## start DATA RECORDS

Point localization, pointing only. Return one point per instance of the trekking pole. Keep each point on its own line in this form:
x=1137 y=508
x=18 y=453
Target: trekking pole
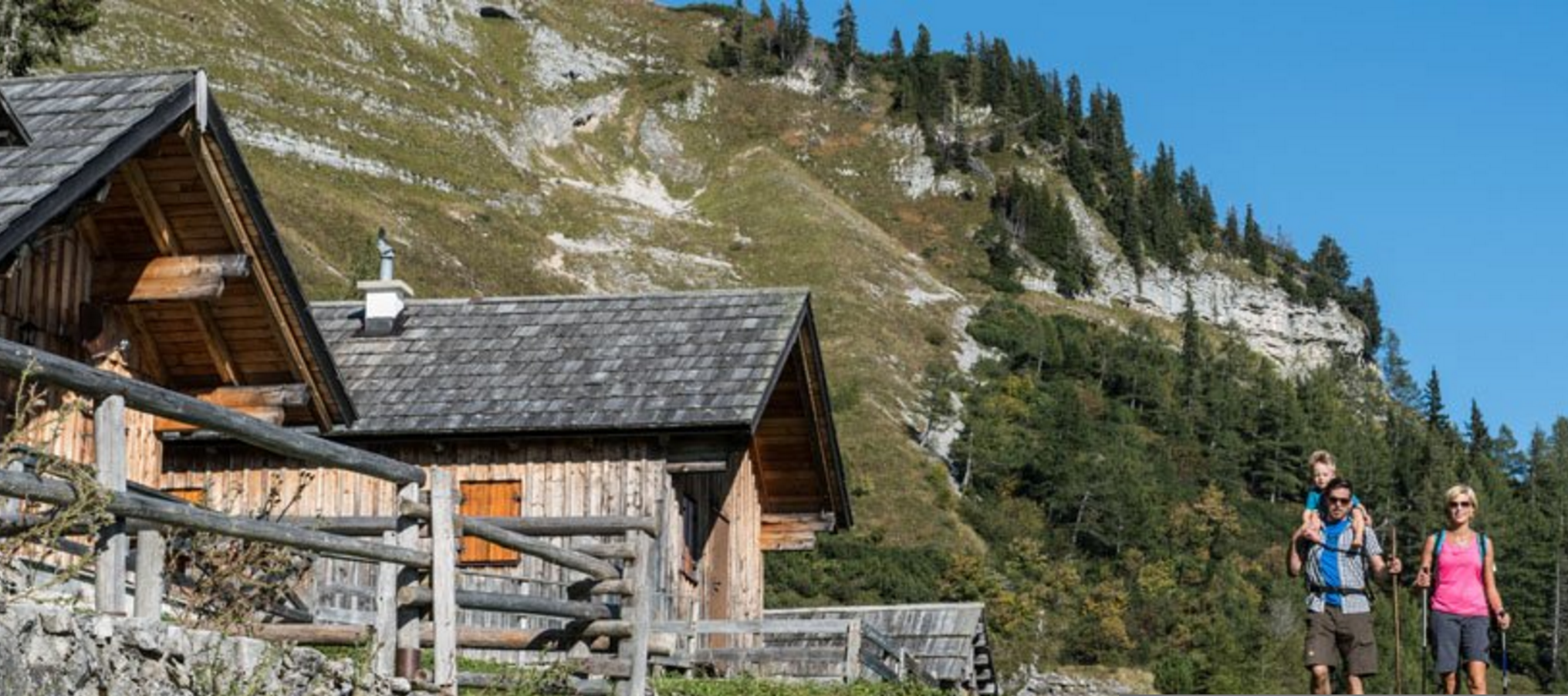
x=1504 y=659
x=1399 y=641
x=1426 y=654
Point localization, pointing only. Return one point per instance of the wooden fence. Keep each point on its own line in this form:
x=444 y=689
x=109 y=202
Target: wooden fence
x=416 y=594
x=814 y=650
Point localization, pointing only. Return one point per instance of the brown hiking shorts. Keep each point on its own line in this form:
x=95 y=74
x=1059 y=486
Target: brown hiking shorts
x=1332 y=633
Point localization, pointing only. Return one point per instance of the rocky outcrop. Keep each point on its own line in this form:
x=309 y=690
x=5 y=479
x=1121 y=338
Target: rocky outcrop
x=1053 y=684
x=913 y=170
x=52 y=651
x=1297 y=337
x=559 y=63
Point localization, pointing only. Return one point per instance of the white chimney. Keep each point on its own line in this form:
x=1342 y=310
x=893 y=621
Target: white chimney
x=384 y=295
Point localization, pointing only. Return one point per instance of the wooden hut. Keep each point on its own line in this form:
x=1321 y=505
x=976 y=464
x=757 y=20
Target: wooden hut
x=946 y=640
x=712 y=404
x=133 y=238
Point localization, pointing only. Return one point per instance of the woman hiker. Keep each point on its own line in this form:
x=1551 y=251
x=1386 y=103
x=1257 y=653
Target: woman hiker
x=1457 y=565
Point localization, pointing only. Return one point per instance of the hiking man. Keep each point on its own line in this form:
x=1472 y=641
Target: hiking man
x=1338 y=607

## end DATA RECORDS

▶ [EXERCISE DESCRIPTION] Could you update everything from the start of the items down to the line containing "x=384 y=295", replacing "Target" with "Object" and leaving all else unchanged? Leave the pictures out of your answer.

▶ [WRITTEN ANSWER]
Point localization, pointing only. Return one point per instance of the trekking pole. Keep each point on its own line in this form:
x=1137 y=508
x=18 y=453
Object: trekking pole
x=1504 y=659
x=1399 y=641
x=1426 y=654
Point localization, pointing only. Return one point per instance of the wooden fence. Keep each point on its own line in this form:
x=444 y=689
x=109 y=202
Object: wooden fence
x=416 y=594
x=814 y=650
Point localization, pointing only. Return one point per instance of the brown hiking shorts. Keep each point on its own line in this form:
x=95 y=74
x=1059 y=486
Object: brown hiking shorts
x=1332 y=633
Point localization, pointing only. Return one point per instance of the rocky outcrop. Keep each point on its own line in this form:
x=309 y=690
x=5 y=479
x=1121 y=338
Object: rocky outcrop
x=1053 y=684
x=913 y=170
x=52 y=651
x=1297 y=337
x=559 y=63
Point localization, pointing only. Return one point per instance of the white chimney. Keep each point on its own line in this form:
x=1342 y=310
x=893 y=621
Object: white chimney
x=384 y=295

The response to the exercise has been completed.